— Passage given —
= = = = = = =

Wednesday 22 February 2017

Suddenly

I decided to start writing again, but I moved to github pages.
Follow me on https://dracoater.github.io

Saturday 14 December 2013

Testing Chef Cookbooks. Part 2.5. Speeding Up ChefSpec Run

Disclaimer: as of Jan 4 2014, this is already implemented inside ChefSpec (>= 3.1.2), so you don't have to do anything. The post just describes the problem and solution with more details.

Last time we were speaking about testing Chef recipes, I introduced to you ChefSpec as a very good tool for running unit tests on your cookbooks. But lately I encountered a problem with it. I have over 800 unit tests (aka examples in RSpec world) and now it takes about 20 minutes to run. 20 minutes!!! That's a extremely long time for this kind of task. So I decided to delve, what exactly is responsible for taking so much time.

= = = = = = =

— Records shown —
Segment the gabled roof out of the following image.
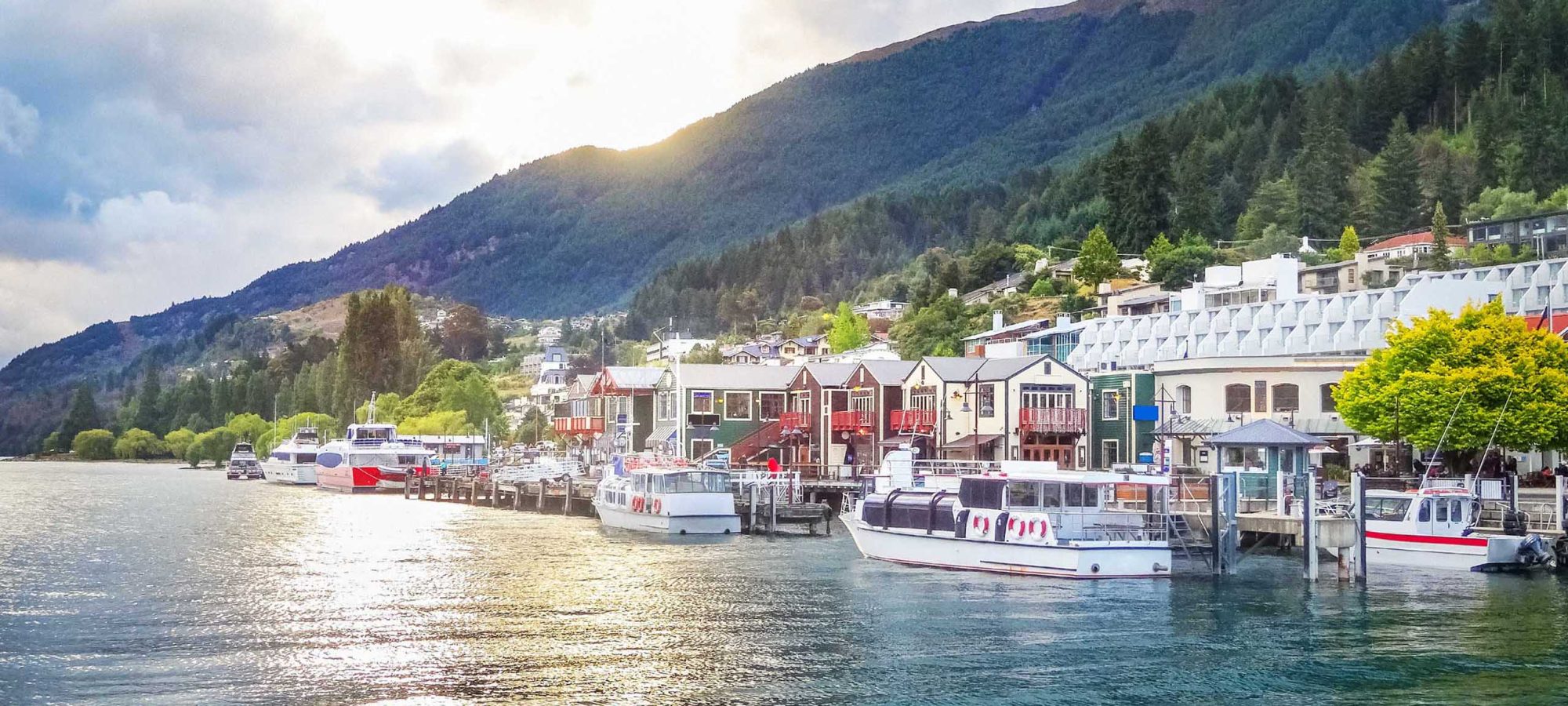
[806,362,859,388]
[922,356,1049,383]
[861,361,917,384]
[1207,419,1328,446]
[681,362,800,391]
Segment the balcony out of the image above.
[779,413,811,433]
[889,409,936,433]
[831,409,877,431]
[1018,406,1088,435]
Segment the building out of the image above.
[902,356,1088,468]
[1465,210,1568,254]
[648,364,801,463]
[850,300,909,322]
[648,333,718,362]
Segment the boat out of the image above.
[262,427,321,485]
[229,441,262,480]
[844,450,1171,579]
[1366,483,1552,571]
[593,457,740,535]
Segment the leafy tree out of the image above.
[1432,201,1454,271]
[1073,226,1121,287]
[71,428,114,461]
[828,301,872,351]
[114,428,165,458]
[441,304,489,361]
[163,428,196,458]
[60,384,103,446]
[1334,301,1568,468]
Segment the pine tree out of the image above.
[1432,201,1454,271]
[1372,115,1424,232]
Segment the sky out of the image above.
[0,0,1062,362]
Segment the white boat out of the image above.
[1366,486,1551,571]
[593,457,740,535]
[227,441,262,480]
[262,427,321,485]
[844,450,1171,579]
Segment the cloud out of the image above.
[0,0,1060,361]
[0,86,38,155]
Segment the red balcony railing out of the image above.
[779,413,811,433]
[1018,406,1088,435]
[889,409,936,433]
[833,409,877,431]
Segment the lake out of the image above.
[0,463,1568,704]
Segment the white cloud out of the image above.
[0,0,1060,361]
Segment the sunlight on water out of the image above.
[0,463,1568,704]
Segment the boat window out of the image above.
[1041,483,1063,508]
[1366,497,1410,522]
[1007,480,1040,507]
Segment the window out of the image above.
[1225,383,1253,413]
[724,392,751,419]
[759,392,784,420]
[1275,383,1301,411]
[1099,389,1121,419]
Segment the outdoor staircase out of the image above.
[1165,513,1214,566]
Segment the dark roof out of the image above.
[1207,419,1328,446]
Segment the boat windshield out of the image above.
[1367,497,1410,522]
[649,471,729,493]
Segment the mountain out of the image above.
[0,0,1455,452]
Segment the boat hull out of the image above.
[262,461,315,485]
[844,518,1171,579]
[594,502,740,535]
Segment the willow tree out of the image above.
[1334,301,1568,460]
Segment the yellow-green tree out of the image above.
[1334,301,1568,464]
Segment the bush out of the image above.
[71,428,114,461]
[114,428,163,458]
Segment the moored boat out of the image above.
[593,457,740,535]
[227,441,262,480]
[844,450,1171,579]
[262,427,321,485]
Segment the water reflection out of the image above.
[0,464,1568,704]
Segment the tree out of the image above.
[1432,201,1454,271]
[1372,115,1422,232]
[441,304,489,361]
[163,428,196,458]
[828,301,872,353]
[114,428,165,458]
[1073,226,1121,287]
[71,428,114,461]
[1334,301,1568,468]
[60,384,103,442]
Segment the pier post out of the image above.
[1300,468,1317,580]
[1350,471,1367,584]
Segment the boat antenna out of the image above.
[1421,389,1469,485]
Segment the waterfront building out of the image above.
[902,355,1088,468]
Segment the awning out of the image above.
[942,435,1002,449]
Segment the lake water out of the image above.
[0,463,1568,704]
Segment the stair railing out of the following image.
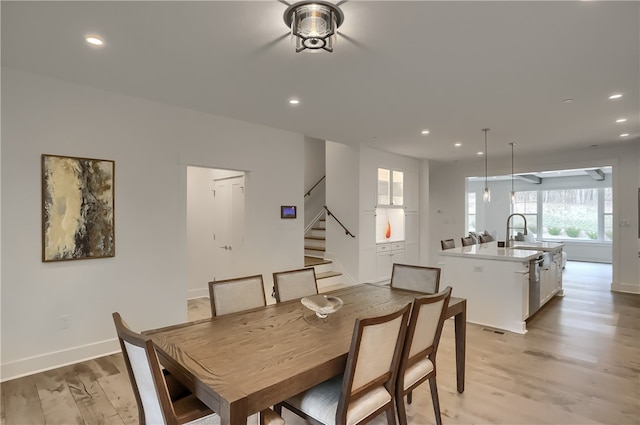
[304,210,324,235]
[324,205,356,238]
[304,175,327,198]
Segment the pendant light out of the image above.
[509,142,516,204]
[482,128,491,202]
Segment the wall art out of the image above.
[42,155,115,262]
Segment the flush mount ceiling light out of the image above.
[284,1,344,52]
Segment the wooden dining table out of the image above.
[144,284,466,425]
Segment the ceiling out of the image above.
[1,0,640,161]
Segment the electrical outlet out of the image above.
[58,314,71,329]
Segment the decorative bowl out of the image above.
[300,294,343,319]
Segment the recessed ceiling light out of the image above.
[85,35,104,46]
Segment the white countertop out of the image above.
[438,241,552,261]
[513,241,564,251]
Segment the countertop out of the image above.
[514,241,564,252]
[438,241,553,261]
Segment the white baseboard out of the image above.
[611,282,640,294]
[187,287,209,300]
[0,338,120,382]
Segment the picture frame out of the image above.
[42,154,115,262]
[280,205,298,218]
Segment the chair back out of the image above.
[398,286,451,389]
[113,313,177,425]
[440,239,456,250]
[273,267,318,303]
[391,263,440,294]
[460,236,475,246]
[336,304,411,424]
[209,274,267,316]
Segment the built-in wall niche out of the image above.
[376,208,405,243]
[378,168,404,205]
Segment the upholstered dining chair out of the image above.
[440,239,456,250]
[391,263,440,294]
[396,286,451,425]
[113,312,284,425]
[275,304,411,425]
[460,236,476,246]
[273,267,318,303]
[209,274,267,316]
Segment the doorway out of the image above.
[187,166,245,298]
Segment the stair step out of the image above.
[304,255,332,267]
[304,245,325,252]
[316,271,342,279]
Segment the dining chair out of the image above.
[209,274,267,316]
[395,286,451,425]
[275,304,411,425]
[440,239,456,250]
[478,233,494,243]
[460,236,476,246]
[112,312,284,425]
[391,263,440,294]
[273,267,318,303]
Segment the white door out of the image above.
[211,176,244,280]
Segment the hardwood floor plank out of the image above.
[2,375,45,425]
[98,372,138,425]
[0,261,640,425]
[34,370,84,425]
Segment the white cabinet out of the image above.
[376,242,404,282]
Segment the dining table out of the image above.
[144,284,466,425]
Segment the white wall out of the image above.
[325,141,361,282]
[1,68,304,380]
[429,140,640,293]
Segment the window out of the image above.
[378,168,404,206]
[467,192,476,232]
[541,188,601,240]
[513,190,538,238]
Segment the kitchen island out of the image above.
[438,241,563,334]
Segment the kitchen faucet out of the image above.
[504,213,527,248]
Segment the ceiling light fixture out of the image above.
[509,142,516,204]
[482,128,491,202]
[84,35,104,46]
[284,1,344,52]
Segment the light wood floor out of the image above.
[0,262,640,425]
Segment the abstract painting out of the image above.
[42,155,115,262]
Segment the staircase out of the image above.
[304,218,345,292]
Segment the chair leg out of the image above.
[429,376,442,425]
[387,403,396,425]
[396,393,407,425]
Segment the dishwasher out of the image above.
[529,255,544,317]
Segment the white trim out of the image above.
[611,282,640,294]
[0,338,120,382]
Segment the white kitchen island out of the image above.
[439,241,562,334]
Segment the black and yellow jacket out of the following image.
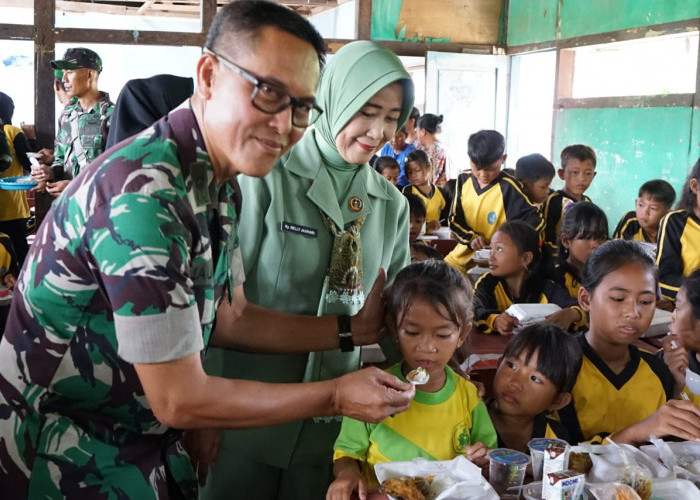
[656,210,700,301]
[613,210,655,243]
[559,335,673,444]
[474,273,586,333]
[450,170,544,246]
[401,184,450,226]
[542,189,591,262]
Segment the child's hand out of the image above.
[464,443,489,467]
[661,333,689,394]
[611,399,700,446]
[469,236,489,250]
[3,273,17,290]
[425,220,440,231]
[326,458,367,500]
[493,313,520,335]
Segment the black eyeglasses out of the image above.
[204,47,323,128]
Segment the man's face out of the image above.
[63,68,97,99]
[197,26,320,181]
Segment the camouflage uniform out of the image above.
[51,92,114,180]
[0,104,240,500]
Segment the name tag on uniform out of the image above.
[280,221,318,238]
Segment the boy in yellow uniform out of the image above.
[613,179,676,243]
[445,130,544,272]
[543,144,597,262]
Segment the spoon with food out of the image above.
[406,366,430,385]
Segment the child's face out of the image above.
[489,231,532,278]
[669,287,700,352]
[396,298,469,390]
[523,178,552,205]
[558,158,596,199]
[382,168,399,186]
[578,262,656,345]
[471,155,507,188]
[493,351,571,417]
[409,214,425,243]
[635,193,668,233]
[561,235,605,269]
[389,131,406,152]
[403,161,428,186]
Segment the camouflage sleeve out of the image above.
[86,190,205,363]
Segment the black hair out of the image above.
[496,220,542,302]
[637,179,676,209]
[515,153,556,183]
[561,144,598,170]
[404,149,432,170]
[559,201,610,262]
[581,240,659,295]
[384,260,474,330]
[0,92,15,125]
[408,106,420,121]
[204,0,326,67]
[503,323,583,394]
[0,120,12,172]
[681,269,700,321]
[416,113,442,134]
[411,243,444,260]
[374,156,401,174]
[676,158,700,212]
[442,179,457,207]
[404,193,427,219]
[467,130,506,168]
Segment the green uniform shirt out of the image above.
[51,92,114,180]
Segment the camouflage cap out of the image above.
[51,47,102,71]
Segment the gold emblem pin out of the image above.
[348,196,363,212]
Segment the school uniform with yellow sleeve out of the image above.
[613,210,655,243]
[559,335,674,444]
[445,170,544,272]
[474,273,586,333]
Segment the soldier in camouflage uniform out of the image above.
[33,47,114,196]
[0,0,413,500]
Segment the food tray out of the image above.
[0,175,39,191]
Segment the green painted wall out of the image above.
[508,0,700,46]
[552,107,700,232]
[507,0,558,45]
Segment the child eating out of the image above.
[663,269,700,406]
[559,240,700,446]
[474,221,584,335]
[326,261,496,499]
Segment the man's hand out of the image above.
[183,429,221,486]
[333,367,416,423]
[661,333,689,395]
[351,268,386,346]
[46,181,70,196]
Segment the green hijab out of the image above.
[314,40,414,168]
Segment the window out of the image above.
[559,31,698,99]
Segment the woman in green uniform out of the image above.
[202,41,413,500]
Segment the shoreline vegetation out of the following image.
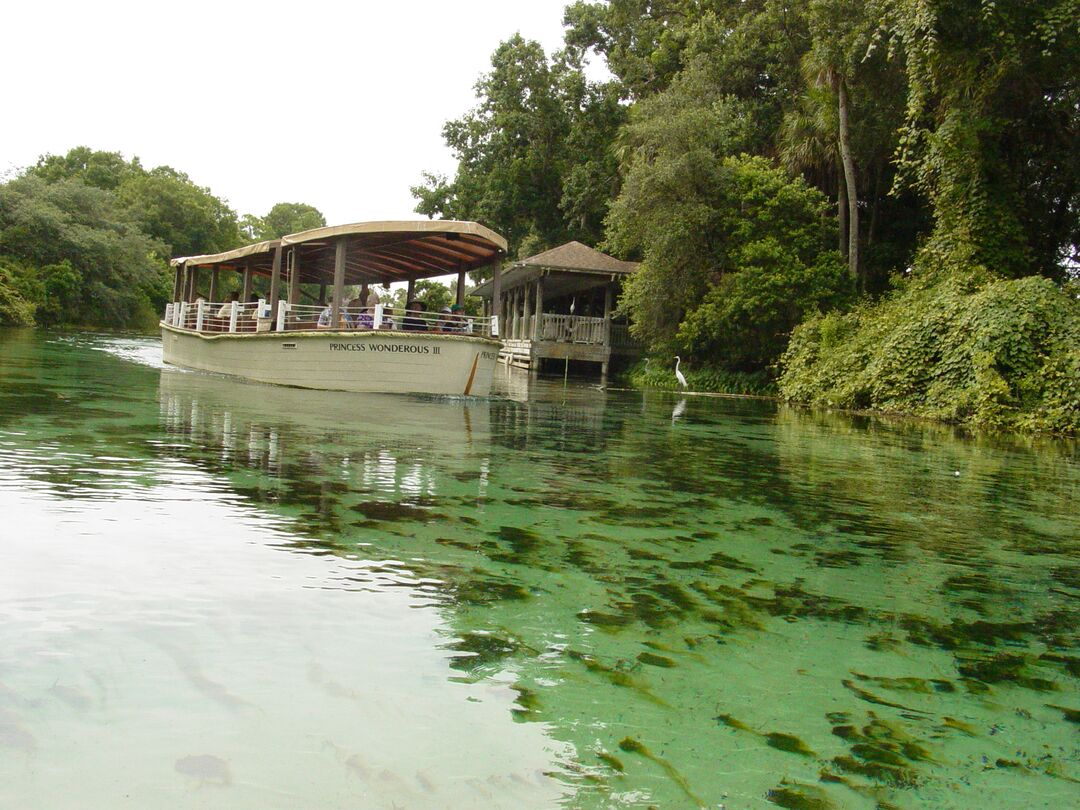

= = = = = = =

— Direction 1 —
Repeat the ChefSpec post word for word, starting with "I decided to start" and going on through "so much time.".
— Direction 2 —
Carry on the ChefSpec post from the point where it stops.
The records have nothing to do with the ChefSpec post.

— Task result 1 —
I decided to start writing again, but I moved to github pages.
Follow me on https://dracoater.github.io

Saturday 14 December 2013

Testing Chef Cookbooks. Part 2.5. Speeding Up ChefSpec Run

Disclaimer: as of Jan 4 2014, this is already implemented inside ChefSpec (>= 3.1.2), so you don't have to do anything. The post just describes the problem and solution with more details.

Last time we were speaking about testing Chef recipes, I introduced to you ChefSpec as a very good tool for running unit tests on your cookbooks. But lately I encountered a problem with it. I have over 800 unit tests (aka examples in RSpec world) and now it takes about 20 minutes to run. 20 minutes!!! That's a extremely long time for this kind of task. So I decided to delve, what exactly is responsible for taking so much time.

— Task result 2 —
My examples look like that (many recipes have similar example groups for windows and mac_os_x):

describe "example::default" do
  context 'ubuntu' do
    subject { ChefSpec::ChefRunner.new( :platform => 'ubuntu', :version => '12.04' ).converge described_recipe }
    let( :node ) { subject.node }

    it { should do_something }
    it 'does some other thing' do
      should do_another_thing
    end
    it { should do_much_more }
  end
end

I put some printouts inside describe, context, subject and let blocks, as well as read RSpec documentation about let and subject. Turned out, that subject and let blocks are called for every test, i.e. they are cached when accessed inside 1 test (it block), but not across tests inside test group (in our case ubuntu context). So for these tests subject is actually calculated 3 times. That is not a problem for ordinary RSpec tests, where subject most of the time is an object returned by constructor, e.g. User.new. But in ChefSpec case we have a converge operation as Subject under Test (SuT), which is more costly and takes more time to calculate. Another difference is that, opposing to ordinary RSpec tests we do not change the SuT in ChefSpec, but just make sure that it has right resources with right actions. So running converge for every example is a huge overhead.

How can we fix that? Well, obviously we should somehow save the value across the examples. I tried different approaches, some of them worked partially, some didn't at all. The simplest thing was to use before :all block.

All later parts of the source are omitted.